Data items
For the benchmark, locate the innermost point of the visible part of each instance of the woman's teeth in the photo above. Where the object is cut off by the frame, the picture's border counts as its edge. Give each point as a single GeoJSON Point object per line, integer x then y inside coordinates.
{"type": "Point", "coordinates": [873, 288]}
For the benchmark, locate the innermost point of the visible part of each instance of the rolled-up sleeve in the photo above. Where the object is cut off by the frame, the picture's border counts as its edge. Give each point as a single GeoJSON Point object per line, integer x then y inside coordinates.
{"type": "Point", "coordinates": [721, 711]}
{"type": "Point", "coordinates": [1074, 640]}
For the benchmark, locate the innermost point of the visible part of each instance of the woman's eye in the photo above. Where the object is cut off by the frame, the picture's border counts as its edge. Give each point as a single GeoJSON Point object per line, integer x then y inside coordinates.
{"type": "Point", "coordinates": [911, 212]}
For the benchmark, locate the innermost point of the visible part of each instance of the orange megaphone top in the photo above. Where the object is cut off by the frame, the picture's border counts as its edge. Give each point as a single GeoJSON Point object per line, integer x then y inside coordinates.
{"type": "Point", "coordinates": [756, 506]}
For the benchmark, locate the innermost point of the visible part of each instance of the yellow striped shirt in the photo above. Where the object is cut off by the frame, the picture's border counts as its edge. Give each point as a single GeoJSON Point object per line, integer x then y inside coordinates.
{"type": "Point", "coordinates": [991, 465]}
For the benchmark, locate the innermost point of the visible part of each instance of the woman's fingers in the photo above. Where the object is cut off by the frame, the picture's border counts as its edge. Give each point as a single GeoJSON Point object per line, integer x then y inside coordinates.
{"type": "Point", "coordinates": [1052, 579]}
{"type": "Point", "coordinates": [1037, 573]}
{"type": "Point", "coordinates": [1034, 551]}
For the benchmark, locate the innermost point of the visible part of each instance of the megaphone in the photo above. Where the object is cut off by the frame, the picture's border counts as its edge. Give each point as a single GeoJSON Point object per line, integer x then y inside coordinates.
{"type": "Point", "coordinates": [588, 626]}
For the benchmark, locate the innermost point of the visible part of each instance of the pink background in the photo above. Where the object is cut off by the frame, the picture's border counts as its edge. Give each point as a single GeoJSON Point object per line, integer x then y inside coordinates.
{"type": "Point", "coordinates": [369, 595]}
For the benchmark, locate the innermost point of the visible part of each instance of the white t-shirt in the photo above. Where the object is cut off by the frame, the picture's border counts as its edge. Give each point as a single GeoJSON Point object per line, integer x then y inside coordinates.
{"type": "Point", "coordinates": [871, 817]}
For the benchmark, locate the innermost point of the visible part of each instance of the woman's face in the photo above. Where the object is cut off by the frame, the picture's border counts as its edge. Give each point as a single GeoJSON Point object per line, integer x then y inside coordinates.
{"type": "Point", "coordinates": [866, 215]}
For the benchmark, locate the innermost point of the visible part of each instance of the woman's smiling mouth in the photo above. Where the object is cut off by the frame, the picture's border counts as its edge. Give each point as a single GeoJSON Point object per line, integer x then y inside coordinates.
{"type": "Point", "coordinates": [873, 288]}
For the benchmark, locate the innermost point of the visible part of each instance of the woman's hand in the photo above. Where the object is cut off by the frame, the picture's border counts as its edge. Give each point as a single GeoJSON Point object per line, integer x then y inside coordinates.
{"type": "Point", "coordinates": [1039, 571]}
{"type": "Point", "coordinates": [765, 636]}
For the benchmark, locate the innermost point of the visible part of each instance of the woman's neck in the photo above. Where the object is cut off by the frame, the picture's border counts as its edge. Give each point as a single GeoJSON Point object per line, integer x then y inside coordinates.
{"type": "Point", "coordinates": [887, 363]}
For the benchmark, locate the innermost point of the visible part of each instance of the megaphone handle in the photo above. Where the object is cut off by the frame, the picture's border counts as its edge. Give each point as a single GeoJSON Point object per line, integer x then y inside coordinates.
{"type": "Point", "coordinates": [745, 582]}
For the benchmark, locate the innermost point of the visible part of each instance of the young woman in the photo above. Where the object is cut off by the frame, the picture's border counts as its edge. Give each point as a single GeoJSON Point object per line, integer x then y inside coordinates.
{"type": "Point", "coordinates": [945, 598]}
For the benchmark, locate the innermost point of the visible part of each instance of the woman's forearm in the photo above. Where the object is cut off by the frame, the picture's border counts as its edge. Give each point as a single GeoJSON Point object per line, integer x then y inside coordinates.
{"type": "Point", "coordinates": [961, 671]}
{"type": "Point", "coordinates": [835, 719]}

◆ Problem details ◆
Repeat the entries shown above, every one, word for word.

◆ Final result ◆
For the benchmark, locate the innermost point of the visible part of each instance of the woman's teeth in the photo above. Where the object is cut off by the frame, the picture's border counts as its edge. Give each point as a single GeoJSON Point object per line, integer x then y inside coordinates.
{"type": "Point", "coordinates": [873, 288]}
For the benchmark, locate the innermost point of the visible part of each instance of the rolled-up sleeve in the photo above. Where the object is cut off by the frame, the picture's border counts as its edge. Give each point as a single GeoJSON Point object per line, integer x then y inside coordinates.
{"type": "Point", "coordinates": [721, 711]}
{"type": "Point", "coordinates": [1074, 640]}
For the benchmark, locate the innermost point of the visible part of each instance of the woman's eye in the photo above. Where the object is cut off by the frame, the picture's border counts as its edge. Give each point as a single GeoJSON Point object per line, integer x then y inside coordinates.
{"type": "Point", "coordinates": [911, 212]}
For the benchmark, locate the innermost point of the visible part of each instance of the orange megaphone top in the photo above. Where the object is cut off by the frame, the picture's border counts as its edge. Give each point as a single GeoJSON Point object per line, integer x then y inside coordinates.
{"type": "Point", "coordinates": [756, 506]}
For the benchmark, locate the innermost point of the visible part of each instance of the yellow striped shirt in the photo above. Where the object is cut off by the frame, the picture's border counts as its edge. Give each point as a single GeoJSON Point object per line, integer x then y inside coordinates.
{"type": "Point", "coordinates": [991, 465]}
For the benchmark, locate the innermost point of the visible part of each instance of the woman's fingers in the photo above. Where the object is cut off by the frame, the picture's border counts as its edge. Give each point as a single GeoJSON Point object per line, integer x then y inside coordinates.
{"type": "Point", "coordinates": [1052, 579]}
{"type": "Point", "coordinates": [1037, 573]}
{"type": "Point", "coordinates": [1034, 551]}
For the benchmark, locate the innermost point of the visible part of each instance of the megaphone in the photo above. Where the object is cut off by the frame, the picture's border counts as its edge. Give each point as a single GeoJSON Point object per line, integer x then y inside coordinates.
{"type": "Point", "coordinates": [588, 626]}
For the benchmark, locate the innermost point of the visible part of each instance of the pink background in the photo above. Where the object is cut off by the frame, the picture's border counts as its edge. Give each point as a single GeoJSON Point object per line, integer x then y inside coordinates.
{"type": "Point", "coordinates": [369, 595]}
For the benchmark, locate the innermost point of the visible part of each instance of the white t-shirt in the photo above. Where the object is cut off by the frame, the picture's border counts as its edge. Give each point as a single GeoJSON Point object per line, integer x then y inside coordinates.
{"type": "Point", "coordinates": [871, 817]}
For the benchmark, locate the innermost point of the visible part of each instance of the woman's face in the photo above. Where the object is cut off by the frame, the picture's border counts as its edge. Give each point as a single GeoJSON Point object per line, integer x then y inside coordinates.
{"type": "Point", "coordinates": [866, 215]}
For the benchmark, locate the innermost point of the visible part of each instance of the woman's smiling mouth in the photo above. Where the object is cut off by the frame, the picture's border counts as its edge. Give each point as a single GeoJSON Point object per line, integer x then y inside coordinates.
{"type": "Point", "coordinates": [873, 288]}
For the benchmark, locate the innermost point of the visible part of each instance of the woman's hand in the photo above. Where the object is cut off by the frame, the picture's border counts as its edge. Give each point as a single GeoJSON Point object per line, integer x then y inside coordinates.
{"type": "Point", "coordinates": [1039, 571]}
{"type": "Point", "coordinates": [765, 636]}
For the benchmark, locate the innermost point of the visible part of each instance of the woman's neck in the photo above. Where the object is cut off by the frame, the picture's border counts as its edge. Give each point as a single GeoJSON Point object per line, integer x then y inside coordinates.
{"type": "Point", "coordinates": [887, 363]}
For the benchmark, locate the innermost point of the visible part of each instance of the megaphone handle in the photo above. Where the object is cut off by the frame, the picture's border counts as its edge. Give each point as a single GeoJSON Point object per line, integer x then y inside coordinates.
{"type": "Point", "coordinates": [745, 582]}
For the benchmark, locate the innermost point of the visible part of each instance of the young woman in the photo above. Where the object is cut off by the frame, the picture's border counts as its edge. Give each point as a single GeoJSON Point object per line, integer x then y inside coordinates.
{"type": "Point", "coordinates": [945, 598]}
For the benchmark, locate the innermost point of the visible part of each instance of the woman's forearm in the photo above. Where the object is cut off by the frame, the picture's border counts as its edge. Give each point as a single GeoJSON Point object per line, integer x then y inside coordinates.
{"type": "Point", "coordinates": [961, 671]}
{"type": "Point", "coordinates": [835, 719]}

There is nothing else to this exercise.